— TASK BRIEF —
Could you change "sample" to "example" in the items that run from the line holding "--target pale pink petal streak" through the end of the items, inclusive, and give those lines back with nothing else altered?

(Records contained in a dataset)
================================

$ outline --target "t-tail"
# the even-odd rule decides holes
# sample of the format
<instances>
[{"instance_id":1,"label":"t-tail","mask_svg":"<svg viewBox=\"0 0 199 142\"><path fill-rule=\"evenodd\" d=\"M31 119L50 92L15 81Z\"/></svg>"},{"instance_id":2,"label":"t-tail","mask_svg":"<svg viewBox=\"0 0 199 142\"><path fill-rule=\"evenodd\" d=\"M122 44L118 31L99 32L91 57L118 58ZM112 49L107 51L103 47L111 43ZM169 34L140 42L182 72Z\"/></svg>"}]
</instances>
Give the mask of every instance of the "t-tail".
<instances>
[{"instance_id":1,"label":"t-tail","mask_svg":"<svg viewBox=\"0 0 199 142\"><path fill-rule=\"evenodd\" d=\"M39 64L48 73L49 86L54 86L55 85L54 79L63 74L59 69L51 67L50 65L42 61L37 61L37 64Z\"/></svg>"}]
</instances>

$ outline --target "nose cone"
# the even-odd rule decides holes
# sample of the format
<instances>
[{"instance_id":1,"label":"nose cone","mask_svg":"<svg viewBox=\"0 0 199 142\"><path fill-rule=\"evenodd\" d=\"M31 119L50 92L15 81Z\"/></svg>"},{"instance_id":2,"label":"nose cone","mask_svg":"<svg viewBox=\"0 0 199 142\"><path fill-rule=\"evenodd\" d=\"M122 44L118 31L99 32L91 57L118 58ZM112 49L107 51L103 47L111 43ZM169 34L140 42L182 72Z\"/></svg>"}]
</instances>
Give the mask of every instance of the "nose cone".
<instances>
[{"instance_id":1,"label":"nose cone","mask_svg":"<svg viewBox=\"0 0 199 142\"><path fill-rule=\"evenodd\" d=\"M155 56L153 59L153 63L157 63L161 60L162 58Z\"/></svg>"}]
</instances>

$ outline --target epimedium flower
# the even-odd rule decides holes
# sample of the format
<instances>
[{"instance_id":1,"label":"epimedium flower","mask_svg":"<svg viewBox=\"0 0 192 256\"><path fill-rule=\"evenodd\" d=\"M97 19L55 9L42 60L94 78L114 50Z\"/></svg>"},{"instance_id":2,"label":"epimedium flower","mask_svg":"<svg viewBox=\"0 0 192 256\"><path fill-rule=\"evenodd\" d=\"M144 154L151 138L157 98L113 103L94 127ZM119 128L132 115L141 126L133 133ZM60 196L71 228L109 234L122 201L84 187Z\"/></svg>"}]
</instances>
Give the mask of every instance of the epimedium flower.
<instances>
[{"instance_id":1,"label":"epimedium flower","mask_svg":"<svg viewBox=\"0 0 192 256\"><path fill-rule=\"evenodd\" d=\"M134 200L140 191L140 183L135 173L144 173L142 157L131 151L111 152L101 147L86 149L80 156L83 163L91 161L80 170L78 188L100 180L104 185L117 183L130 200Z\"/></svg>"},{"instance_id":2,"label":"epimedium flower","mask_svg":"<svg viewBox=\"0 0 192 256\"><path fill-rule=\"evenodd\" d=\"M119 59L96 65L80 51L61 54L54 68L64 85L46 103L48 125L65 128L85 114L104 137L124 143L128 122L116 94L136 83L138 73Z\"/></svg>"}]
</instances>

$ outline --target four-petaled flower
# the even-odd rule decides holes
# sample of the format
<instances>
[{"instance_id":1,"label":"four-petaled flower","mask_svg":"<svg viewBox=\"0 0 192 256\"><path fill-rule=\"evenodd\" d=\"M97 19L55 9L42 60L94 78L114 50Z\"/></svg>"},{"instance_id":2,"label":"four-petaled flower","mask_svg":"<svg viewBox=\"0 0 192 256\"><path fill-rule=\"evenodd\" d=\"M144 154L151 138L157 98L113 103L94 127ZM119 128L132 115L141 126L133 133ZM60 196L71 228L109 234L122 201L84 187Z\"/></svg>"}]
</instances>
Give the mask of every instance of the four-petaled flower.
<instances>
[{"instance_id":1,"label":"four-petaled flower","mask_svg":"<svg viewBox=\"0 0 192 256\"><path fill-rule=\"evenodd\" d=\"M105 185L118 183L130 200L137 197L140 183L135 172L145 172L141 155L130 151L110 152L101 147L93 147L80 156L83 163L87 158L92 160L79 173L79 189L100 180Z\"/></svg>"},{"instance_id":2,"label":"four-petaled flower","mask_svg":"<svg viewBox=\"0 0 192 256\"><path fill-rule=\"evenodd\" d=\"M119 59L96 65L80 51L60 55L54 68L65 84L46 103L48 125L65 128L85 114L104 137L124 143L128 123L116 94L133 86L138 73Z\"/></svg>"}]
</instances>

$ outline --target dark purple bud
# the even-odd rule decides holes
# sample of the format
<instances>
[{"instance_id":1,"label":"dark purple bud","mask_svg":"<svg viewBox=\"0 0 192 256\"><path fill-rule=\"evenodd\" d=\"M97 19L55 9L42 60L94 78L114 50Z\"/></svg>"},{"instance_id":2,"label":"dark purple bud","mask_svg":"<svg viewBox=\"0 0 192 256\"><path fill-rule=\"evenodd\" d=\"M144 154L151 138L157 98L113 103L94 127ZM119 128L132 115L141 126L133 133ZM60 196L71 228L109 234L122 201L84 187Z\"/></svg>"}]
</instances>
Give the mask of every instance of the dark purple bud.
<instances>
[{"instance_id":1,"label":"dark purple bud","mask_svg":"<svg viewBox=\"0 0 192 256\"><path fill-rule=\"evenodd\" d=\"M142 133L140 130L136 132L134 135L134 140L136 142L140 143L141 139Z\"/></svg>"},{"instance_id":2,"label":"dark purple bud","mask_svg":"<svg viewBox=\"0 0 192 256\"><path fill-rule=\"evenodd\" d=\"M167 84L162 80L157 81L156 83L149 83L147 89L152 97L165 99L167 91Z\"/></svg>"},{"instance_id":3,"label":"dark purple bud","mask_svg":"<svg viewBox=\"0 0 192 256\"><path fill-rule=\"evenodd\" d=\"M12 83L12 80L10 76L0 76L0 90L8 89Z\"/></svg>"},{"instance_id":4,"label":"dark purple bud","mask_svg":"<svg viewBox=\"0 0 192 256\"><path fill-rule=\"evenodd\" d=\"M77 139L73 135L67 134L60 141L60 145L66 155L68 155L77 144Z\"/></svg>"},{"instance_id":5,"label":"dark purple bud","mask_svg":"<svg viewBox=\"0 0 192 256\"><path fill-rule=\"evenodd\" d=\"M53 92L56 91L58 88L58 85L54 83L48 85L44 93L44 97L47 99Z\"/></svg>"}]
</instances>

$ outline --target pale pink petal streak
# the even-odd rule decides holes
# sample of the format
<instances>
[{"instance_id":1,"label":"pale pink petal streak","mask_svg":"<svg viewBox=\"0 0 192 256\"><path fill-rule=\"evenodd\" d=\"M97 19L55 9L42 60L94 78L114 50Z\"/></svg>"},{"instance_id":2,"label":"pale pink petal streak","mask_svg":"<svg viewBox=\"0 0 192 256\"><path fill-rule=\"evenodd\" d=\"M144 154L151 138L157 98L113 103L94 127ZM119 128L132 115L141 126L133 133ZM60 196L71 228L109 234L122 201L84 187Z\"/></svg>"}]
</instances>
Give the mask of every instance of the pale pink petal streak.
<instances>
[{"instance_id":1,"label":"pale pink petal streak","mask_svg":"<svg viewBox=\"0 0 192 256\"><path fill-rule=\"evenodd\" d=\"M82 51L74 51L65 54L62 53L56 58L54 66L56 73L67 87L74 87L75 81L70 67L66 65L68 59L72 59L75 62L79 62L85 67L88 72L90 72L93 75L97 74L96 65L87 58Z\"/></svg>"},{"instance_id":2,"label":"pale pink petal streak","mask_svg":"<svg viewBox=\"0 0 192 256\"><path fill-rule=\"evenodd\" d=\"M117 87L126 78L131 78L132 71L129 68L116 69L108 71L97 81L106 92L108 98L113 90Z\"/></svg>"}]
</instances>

================================

— IN RESPONSE —
$ outline --target pale pink petal streak
# the even-odd rule decides holes
# example of the format
<instances>
[{"instance_id":1,"label":"pale pink petal streak","mask_svg":"<svg viewBox=\"0 0 192 256\"><path fill-rule=\"evenodd\" d=\"M97 19L55 9L42 60L94 78L114 50Z\"/></svg>"},{"instance_id":2,"label":"pale pink petal streak","mask_svg":"<svg viewBox=\"0 0 192 256\"><path fill-rule=\"evenodd\" d=\"M144 154L151 138L157 98L113 103L94 127ZM119 128L132 115L141 126L133 133ZM60 196L71 228L109 234L122 201L84 187Z\"/></svg>"}]
</instances>
Give the mask of every instance of the pale pink petal streak.
<instances>
[{"instance_id":1,"label":"pale pink petal streak","mask_svg":"<svg viewBox=\"0 0 192 256\"><path fill-rule=\"evenodd\" d=\"M82 51L74 51L65 54L62 53L56 58L54 66L56 73L67 87L74 87L75 81L70 67L66 65L68 59L72 59L75 62L79 62L85 67L88 72L90 72L93 75L97 74L96 65L87 58Z\"/></svg>"},{"instance_id":2,"label":"pale pink petal streak","mask_svg":"<svg viewBox=\"0 0 192 256\"><path fill-rule=\"evenodd\" d=\"M117 87L126 78L131 78L132 71L129 68L116 69L108 71L97 81L106 92L108 98L113 90Z\"/></svg>"}]
</instances>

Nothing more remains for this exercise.